Bloque de texto:
"""
Steve Jobs había sido parte del Homebrew Club, en el que un grupo de hackers se reunía para compartir conocimientos y armar sus propios dispositivos. Jobs, junto con Steve Wozniak (a quien luego marginaría de la empresa), desarrolló las primeras computadoras personales fáciles de abrir, intervenir y modificar. Sin embargo, la Macintosh lanzada en 1984 como algo revolucionario y que celebraba la independencia respecto del poder era cerrada y no tenía compartimentos para agregarle placas. Los usuarios tendrían muy poco poder sobre su producto.
Jobs es el padre de lo que sería una dinastía de celebrados millonarios de la innovación, aunque en general lo que desarrollaron fue más bien una combinación ambiciosa de tecnologías preexistentes. Él y sus continuadores venden «futuro» y sus productos son una forma de alcanzarlo. Jobs, al igual que otros tecnohéroes, era famoso por el maltrato a sus colegas y empleados. Incluso fue desplazado de Apple debido a su comportamiento, que le generó numerosos enemigos. Luego fue recontratado, en un intento de superar una crisis de innovación en la empresa. Falleció en 2011.
"""
Material de estudio:
"""
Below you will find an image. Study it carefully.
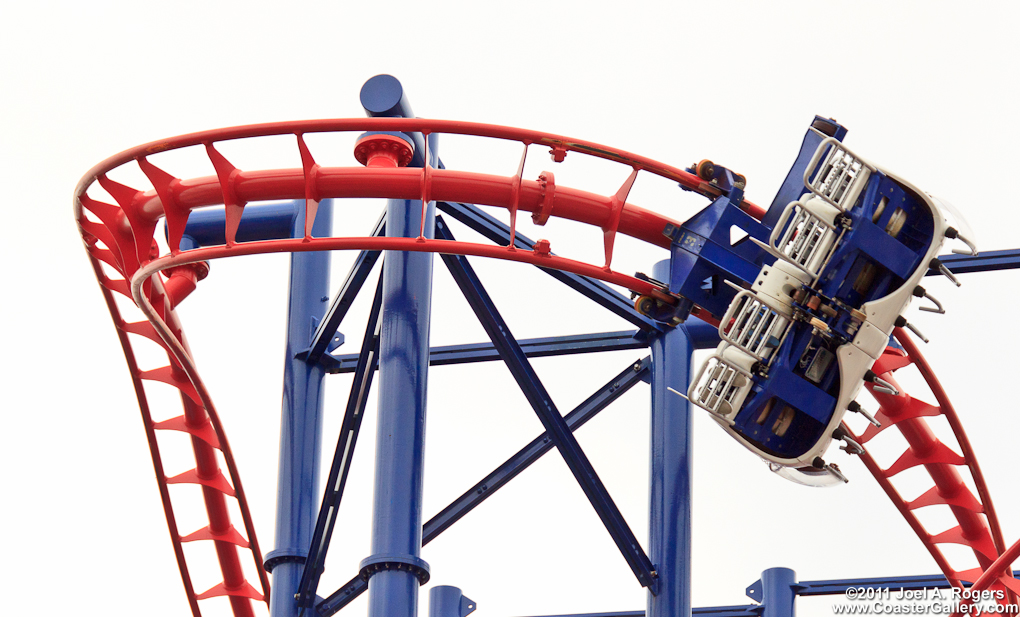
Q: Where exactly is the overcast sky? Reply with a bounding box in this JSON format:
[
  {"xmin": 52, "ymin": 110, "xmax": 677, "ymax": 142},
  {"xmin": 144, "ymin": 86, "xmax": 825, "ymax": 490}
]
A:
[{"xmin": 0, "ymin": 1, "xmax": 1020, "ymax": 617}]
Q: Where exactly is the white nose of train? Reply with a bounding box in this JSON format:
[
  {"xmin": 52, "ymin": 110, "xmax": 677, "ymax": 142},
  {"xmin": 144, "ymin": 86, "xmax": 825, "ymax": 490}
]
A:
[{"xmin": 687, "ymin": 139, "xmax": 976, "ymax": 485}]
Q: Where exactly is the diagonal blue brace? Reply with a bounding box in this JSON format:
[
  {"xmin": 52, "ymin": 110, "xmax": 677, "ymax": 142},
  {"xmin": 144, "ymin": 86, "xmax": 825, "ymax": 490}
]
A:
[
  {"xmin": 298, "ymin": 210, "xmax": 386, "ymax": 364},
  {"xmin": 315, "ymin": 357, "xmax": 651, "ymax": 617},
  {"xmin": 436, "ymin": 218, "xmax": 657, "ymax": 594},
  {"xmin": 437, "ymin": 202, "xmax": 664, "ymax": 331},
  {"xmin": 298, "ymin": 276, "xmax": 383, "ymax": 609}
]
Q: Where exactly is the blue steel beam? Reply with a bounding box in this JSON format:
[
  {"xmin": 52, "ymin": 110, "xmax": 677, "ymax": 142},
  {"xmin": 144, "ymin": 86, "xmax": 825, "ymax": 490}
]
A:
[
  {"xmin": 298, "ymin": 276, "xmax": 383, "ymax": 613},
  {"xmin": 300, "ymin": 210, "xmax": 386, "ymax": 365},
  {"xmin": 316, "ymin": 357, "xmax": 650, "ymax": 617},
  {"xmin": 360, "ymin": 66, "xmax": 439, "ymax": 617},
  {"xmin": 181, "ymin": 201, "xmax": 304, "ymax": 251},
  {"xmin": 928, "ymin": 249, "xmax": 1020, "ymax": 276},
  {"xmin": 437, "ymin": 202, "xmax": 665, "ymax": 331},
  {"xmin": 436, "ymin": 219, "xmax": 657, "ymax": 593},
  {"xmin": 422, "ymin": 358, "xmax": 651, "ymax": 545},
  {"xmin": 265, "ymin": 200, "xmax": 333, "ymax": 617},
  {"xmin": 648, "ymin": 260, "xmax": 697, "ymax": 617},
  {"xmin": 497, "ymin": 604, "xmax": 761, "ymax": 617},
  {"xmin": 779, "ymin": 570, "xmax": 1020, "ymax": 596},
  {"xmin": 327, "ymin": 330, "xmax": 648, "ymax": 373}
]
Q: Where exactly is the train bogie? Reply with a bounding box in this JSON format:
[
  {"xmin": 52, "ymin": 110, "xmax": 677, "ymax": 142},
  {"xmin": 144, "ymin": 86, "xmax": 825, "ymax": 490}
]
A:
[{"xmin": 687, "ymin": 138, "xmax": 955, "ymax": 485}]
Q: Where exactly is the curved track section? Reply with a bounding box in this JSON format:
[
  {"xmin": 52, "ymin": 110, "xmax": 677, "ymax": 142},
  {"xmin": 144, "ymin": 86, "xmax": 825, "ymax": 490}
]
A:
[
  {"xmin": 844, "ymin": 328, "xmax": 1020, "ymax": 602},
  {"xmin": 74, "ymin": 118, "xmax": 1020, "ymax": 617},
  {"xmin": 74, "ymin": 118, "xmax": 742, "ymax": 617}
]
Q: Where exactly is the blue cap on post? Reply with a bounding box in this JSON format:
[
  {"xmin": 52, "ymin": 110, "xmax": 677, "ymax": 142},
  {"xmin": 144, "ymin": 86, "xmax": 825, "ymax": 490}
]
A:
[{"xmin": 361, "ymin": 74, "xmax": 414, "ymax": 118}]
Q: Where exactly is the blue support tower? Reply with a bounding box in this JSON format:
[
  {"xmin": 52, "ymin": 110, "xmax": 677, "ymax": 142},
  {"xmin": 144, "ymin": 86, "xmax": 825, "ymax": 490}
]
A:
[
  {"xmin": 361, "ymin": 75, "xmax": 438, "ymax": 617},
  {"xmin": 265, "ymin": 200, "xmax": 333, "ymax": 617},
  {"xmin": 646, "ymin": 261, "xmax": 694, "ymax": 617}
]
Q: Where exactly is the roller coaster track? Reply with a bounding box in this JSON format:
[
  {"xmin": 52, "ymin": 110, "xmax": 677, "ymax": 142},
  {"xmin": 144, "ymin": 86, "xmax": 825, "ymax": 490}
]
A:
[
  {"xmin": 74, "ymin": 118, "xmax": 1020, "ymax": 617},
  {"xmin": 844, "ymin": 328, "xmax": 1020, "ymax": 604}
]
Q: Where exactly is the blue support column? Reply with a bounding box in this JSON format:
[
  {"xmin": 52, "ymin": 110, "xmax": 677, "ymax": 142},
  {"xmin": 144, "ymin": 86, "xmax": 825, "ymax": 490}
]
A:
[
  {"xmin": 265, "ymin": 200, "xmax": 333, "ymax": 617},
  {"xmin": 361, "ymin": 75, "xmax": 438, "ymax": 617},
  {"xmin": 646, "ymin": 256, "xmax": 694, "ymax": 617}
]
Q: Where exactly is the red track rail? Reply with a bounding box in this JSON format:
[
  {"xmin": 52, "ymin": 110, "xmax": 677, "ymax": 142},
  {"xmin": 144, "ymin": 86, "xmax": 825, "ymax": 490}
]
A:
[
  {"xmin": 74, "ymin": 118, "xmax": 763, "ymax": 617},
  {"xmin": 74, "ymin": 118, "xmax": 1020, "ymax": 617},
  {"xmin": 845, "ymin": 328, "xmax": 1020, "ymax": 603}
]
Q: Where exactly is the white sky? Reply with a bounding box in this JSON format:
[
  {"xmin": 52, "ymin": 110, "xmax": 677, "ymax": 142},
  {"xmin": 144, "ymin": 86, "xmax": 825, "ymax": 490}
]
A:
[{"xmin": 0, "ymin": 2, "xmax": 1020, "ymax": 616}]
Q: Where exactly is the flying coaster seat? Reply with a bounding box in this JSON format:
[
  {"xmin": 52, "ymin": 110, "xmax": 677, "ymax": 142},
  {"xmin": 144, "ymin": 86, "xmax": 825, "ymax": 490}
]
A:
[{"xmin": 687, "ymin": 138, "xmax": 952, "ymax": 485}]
"""
"""
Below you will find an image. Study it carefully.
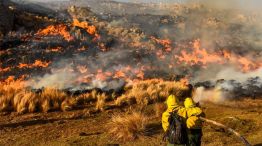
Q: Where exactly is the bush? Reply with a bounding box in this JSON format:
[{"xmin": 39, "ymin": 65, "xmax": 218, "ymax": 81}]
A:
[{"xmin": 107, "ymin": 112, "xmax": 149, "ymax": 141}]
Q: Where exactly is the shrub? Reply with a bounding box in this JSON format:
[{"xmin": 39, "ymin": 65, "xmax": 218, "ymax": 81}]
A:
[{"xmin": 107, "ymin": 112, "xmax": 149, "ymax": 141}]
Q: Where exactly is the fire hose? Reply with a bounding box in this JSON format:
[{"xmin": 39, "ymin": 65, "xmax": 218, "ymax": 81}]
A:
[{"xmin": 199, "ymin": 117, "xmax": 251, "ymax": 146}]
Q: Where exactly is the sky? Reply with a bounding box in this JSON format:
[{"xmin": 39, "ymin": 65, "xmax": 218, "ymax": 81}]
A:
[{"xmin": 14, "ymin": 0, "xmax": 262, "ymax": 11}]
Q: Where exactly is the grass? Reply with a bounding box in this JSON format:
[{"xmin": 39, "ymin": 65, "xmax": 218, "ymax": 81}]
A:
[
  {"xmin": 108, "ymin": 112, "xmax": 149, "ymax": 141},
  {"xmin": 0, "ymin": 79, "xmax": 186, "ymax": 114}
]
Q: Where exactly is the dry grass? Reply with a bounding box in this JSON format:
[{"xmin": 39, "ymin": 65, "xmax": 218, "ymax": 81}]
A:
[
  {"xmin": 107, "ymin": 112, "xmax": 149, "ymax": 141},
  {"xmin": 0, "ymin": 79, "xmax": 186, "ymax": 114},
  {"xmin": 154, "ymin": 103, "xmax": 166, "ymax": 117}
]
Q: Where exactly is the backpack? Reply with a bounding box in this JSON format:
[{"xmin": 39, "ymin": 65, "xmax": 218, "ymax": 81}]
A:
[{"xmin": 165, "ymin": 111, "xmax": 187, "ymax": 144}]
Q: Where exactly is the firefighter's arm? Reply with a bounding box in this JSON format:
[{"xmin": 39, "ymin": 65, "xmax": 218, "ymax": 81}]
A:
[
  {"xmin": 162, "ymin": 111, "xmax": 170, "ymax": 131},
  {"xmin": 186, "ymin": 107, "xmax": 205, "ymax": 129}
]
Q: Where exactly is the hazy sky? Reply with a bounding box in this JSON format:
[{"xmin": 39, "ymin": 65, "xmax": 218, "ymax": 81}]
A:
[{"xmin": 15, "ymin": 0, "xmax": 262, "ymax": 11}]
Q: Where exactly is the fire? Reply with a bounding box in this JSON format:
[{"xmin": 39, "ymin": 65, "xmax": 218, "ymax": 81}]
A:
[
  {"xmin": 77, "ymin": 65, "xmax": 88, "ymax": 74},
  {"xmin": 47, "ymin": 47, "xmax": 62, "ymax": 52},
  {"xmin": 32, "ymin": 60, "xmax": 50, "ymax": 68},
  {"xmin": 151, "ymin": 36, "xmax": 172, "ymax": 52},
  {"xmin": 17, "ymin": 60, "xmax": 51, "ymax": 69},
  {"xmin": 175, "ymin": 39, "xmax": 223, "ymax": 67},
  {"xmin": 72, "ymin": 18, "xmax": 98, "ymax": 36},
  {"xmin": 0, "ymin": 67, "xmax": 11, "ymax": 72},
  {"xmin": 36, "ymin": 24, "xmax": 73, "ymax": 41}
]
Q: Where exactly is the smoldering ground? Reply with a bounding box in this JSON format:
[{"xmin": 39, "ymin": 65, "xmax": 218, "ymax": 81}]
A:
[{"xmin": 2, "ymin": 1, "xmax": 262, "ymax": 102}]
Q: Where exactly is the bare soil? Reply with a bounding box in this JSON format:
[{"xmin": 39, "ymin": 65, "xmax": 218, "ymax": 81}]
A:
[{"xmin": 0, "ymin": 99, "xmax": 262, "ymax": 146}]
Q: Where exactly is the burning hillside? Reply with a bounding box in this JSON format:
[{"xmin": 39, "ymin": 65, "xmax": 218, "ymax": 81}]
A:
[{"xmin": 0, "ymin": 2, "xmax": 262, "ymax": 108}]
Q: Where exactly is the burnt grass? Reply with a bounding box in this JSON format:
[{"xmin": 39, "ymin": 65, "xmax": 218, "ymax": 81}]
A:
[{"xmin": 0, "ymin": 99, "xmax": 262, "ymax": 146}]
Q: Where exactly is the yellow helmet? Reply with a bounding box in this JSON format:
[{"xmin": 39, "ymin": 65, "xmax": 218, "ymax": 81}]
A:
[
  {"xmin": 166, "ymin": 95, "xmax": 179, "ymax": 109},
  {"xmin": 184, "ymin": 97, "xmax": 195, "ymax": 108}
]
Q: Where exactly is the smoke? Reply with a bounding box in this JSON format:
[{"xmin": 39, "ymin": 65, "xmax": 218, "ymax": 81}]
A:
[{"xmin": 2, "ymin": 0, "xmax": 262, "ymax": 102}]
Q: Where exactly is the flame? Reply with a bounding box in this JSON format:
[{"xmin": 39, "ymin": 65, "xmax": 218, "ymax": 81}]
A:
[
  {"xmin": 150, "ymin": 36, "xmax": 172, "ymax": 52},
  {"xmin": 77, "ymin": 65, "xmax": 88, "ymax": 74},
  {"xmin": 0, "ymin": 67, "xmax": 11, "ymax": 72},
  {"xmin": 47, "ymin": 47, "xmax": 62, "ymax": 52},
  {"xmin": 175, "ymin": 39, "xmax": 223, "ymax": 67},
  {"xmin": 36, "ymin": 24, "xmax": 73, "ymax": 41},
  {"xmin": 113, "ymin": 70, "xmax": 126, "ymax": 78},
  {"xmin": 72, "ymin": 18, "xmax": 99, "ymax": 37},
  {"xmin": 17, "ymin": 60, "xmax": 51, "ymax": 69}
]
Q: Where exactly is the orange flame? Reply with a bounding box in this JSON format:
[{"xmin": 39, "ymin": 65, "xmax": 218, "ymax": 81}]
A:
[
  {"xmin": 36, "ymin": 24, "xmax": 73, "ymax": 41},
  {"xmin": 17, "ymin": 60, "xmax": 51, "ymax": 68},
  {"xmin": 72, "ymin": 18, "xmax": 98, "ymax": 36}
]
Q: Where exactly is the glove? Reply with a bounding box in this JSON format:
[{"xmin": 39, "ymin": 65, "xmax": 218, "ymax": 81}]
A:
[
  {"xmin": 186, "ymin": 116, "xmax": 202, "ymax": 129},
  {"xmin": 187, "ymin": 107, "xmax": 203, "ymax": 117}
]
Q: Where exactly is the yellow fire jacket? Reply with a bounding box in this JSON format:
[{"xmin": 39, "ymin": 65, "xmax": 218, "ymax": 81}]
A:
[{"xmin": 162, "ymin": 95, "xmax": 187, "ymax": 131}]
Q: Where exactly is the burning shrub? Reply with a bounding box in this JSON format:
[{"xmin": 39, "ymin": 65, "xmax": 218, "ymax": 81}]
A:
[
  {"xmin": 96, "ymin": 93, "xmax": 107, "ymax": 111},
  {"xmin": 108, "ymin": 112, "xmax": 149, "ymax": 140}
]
"""
Tarea A:
Según el texto sobre Steve Jobs, ¿en qué año se lanzó la Macintosh?
Tarea B:
Retome el texto sobre Steve Jobs a partir de su última oración y continúelo.
El listado proviene de una fuente distinta.

Resultado A:
En 1984.

Resultado B:
Megafilántropo
Bill Gates, con su eterna apariencia de estudiante, tuvo más dificultades para transformarse en un tecnohéroe. Entre otras cosas, el juicio que perdió Microsoft por prácticas monopólicas en 1999 no ayudó a mejorar su imagen de ambicioso y despiadado competidor. Su exsocio, Paul Allen, con quien se había peleado de manera irreparable, publicó una biografía en la que se lo describe como hipercompetitivo y sin escrúpulos. Finalmente, gracias a una gigantesca campaña de relaciones públicas, construyó su actual imagen de megafilántropo, lo que le permite hablar de prácticamente cualquier tema, pero siempre con enfoques positivos para empresas en las que tiene intereses.
En los últimos años, Elon Musk se ha sumado a este selecto podio de tecnohéroes sin empatía que prometen de una forma u otra salvar al mundo. Musk, por ejemplo, asegura que su misión es nada menos que salvar la conciencia humana instalando una colonia en Marte, algo que las personas sensatas y con conocimiento específico descartan por un sinnúmero de razones. Incluso, Tesla es, supuestamente, una forma de darle más sobrevida al planeta gracias a los autos eléctricos. El sudafricano, al igual que los otros, ha sido mucho más eficaz para enriquecerse que para mejorar el mundo.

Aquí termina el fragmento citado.